→ EXERCISE PASSAGE:

This phrase has been referred to frequently in subsequent literature. Nathaniel Hawthorne's tale The Celestial Railroad is a satirical contrast between Bunyan's The Pilgrim's Progress and Hawthorne's perception of the current state of society. In Emily Brontë's Wuthering Heights the character Mr. Heathcliff likens his son's state of melancholy to having been dropped "into a Slough of Despond". In George Gissing's New Grub Street, Milvain expresses concern for his friend Reardon's mental health, "His friends should exert themselves to raise him out of this fearful slough of despond". Friedrich Engels in his preface of 1886 to the English edition of Das Kapital, Volume I wrote "The decennial cycle of stagnation, prosperity, over-production and crisis, ..., seems indeed to have run its course; but only to land us in the slough of despond of a permanent and chronic depression." In Horatio Hornblower: The Even Chance, by C. S. Forester, Midshipman Archie Kennedy describes Hornblower's new home as "His Majesty's ship of the line Justinian, known elsewise among her intimates as the good ship Slough of Despond." In Mary McCarthy's novel The Group (1954), "Kay saw that [her husband, Harald] was sinking into a Slough of Despond (as they termed his sudden, Scandinavian fits of depression)".

→ TASK DETAILS: Please quote the passage above on later literary uses of the phrase "Slough of Despond" in full, word for word.

→ SUPPLIED ENTRIES:
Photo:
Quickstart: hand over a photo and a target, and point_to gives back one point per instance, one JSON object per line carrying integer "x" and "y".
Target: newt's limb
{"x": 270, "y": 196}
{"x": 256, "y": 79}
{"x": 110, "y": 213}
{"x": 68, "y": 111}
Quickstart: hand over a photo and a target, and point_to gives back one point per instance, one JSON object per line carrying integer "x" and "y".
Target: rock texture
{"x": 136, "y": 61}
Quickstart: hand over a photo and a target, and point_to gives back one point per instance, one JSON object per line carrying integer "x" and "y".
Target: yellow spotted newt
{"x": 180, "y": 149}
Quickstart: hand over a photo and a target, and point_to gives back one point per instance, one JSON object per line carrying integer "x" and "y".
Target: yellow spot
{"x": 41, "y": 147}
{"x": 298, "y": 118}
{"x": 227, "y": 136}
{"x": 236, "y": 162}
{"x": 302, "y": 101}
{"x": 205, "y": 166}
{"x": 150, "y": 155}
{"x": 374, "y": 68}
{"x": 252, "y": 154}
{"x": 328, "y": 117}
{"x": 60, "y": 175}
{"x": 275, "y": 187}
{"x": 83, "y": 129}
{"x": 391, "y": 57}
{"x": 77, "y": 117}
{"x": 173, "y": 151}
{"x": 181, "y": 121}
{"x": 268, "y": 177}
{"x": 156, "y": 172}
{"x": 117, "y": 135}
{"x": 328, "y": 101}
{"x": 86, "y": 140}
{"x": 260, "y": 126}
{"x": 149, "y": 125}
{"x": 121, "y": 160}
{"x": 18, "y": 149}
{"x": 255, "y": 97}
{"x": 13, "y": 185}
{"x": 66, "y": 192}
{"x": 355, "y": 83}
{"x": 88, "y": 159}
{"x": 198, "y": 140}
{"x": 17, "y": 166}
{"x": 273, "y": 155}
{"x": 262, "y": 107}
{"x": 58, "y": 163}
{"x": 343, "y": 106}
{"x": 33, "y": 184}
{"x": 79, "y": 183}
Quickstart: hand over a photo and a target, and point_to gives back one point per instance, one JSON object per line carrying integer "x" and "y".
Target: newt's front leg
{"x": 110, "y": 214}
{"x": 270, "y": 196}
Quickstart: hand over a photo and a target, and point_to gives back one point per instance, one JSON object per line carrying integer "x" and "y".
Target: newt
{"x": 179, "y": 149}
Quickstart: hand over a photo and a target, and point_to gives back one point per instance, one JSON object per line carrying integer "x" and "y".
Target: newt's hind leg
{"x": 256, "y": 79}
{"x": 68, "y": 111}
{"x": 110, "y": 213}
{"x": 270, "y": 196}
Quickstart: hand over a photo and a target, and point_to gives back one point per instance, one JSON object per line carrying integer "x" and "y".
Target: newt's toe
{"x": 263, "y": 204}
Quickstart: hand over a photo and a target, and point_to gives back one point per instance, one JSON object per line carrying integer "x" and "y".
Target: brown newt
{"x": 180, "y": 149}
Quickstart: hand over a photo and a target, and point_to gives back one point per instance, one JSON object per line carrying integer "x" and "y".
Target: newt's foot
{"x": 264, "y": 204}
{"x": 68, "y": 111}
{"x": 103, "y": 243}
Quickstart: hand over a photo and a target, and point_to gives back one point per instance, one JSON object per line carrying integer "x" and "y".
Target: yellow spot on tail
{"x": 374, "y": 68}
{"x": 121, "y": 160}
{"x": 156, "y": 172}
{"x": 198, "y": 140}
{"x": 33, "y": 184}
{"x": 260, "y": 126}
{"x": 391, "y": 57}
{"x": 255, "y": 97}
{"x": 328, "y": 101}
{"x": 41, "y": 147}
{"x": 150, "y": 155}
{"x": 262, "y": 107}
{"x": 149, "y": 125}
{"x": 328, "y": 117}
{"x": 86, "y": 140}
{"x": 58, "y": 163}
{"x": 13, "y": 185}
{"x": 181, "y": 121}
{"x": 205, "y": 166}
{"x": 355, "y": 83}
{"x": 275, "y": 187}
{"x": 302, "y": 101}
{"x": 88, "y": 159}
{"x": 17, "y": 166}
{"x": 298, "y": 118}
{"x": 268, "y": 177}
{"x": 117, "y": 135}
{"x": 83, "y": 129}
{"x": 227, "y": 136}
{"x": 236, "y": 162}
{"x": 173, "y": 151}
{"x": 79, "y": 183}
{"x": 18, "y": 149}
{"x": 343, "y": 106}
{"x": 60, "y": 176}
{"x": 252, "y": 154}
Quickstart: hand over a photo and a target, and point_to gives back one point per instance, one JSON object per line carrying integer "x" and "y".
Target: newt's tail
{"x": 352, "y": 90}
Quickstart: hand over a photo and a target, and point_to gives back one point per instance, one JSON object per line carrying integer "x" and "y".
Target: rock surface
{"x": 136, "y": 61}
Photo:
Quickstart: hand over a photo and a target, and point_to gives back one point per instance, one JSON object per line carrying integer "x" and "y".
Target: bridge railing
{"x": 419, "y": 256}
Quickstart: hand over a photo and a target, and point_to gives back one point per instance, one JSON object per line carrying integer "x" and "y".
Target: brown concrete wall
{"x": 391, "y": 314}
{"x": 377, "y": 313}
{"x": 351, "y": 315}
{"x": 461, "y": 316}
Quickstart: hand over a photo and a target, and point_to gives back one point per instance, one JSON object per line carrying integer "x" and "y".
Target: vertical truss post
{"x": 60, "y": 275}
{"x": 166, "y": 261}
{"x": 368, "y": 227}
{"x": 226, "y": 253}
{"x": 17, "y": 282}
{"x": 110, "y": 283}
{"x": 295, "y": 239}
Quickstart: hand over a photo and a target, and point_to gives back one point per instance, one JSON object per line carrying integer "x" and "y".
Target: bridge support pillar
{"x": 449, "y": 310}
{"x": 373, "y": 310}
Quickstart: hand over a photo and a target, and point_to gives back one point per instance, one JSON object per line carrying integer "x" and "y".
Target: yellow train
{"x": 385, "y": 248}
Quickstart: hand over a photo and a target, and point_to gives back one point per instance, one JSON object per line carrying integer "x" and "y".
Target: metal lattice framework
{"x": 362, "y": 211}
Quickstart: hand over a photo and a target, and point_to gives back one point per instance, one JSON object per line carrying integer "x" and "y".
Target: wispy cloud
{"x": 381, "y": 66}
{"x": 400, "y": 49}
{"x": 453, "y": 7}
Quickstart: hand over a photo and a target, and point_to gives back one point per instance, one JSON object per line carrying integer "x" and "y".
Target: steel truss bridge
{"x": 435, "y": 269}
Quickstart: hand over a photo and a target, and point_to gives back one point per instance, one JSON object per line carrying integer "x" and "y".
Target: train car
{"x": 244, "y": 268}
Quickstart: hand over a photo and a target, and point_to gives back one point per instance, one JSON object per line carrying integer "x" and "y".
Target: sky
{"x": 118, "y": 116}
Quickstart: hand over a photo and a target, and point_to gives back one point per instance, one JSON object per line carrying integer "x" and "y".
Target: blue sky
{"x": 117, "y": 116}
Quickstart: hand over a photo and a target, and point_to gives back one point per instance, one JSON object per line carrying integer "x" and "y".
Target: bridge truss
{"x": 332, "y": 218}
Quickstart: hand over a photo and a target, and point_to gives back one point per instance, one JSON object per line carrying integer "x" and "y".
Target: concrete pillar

→ EXERCISE OUTPUT:
This phrase has been referred to frequently in subsequent literature. Nathaniel Hawthorne's tale The Celestial Railroad is a satirical contrast between Bunyan's The Pilgrim's Progress and Hawthorne's perception of the current state of society. In Emily Brontë's Wuthering Heights the character Mr. Heathcliff likens his son's state of melancholy to having been dropped "into a Slough of Despond". In George Gissing's New Grub Street, Milvain expresses concern for his friend Reardon's mental health, "His friends should exert themselves to raise him out of this fearful slough of despond". Friedrich Engels in his preface of 1886 to the English edition of Das Kapital, Volume I wrote "The decennial cycle of stagnation, prosperity, over-production and crisis, ..., seems indeed to have run its course; but only to land us in the slough of despond of a permanent and chronic depression." In Horatio Hornblower: The Even Chance, by C. S. Forester, Midshipman Archie Kennedy describes Hornblower's new home as "His Majesty's ship of the line Justinian, known elsewise among her intimates as the good ship Slough of Despond." In Mary McCarthy's novel The Group (1954), "Kay saw that [her husband, Harald] was sinking into a Slough of Despond (as they termed his sudden, Scandinavian fits of depression)".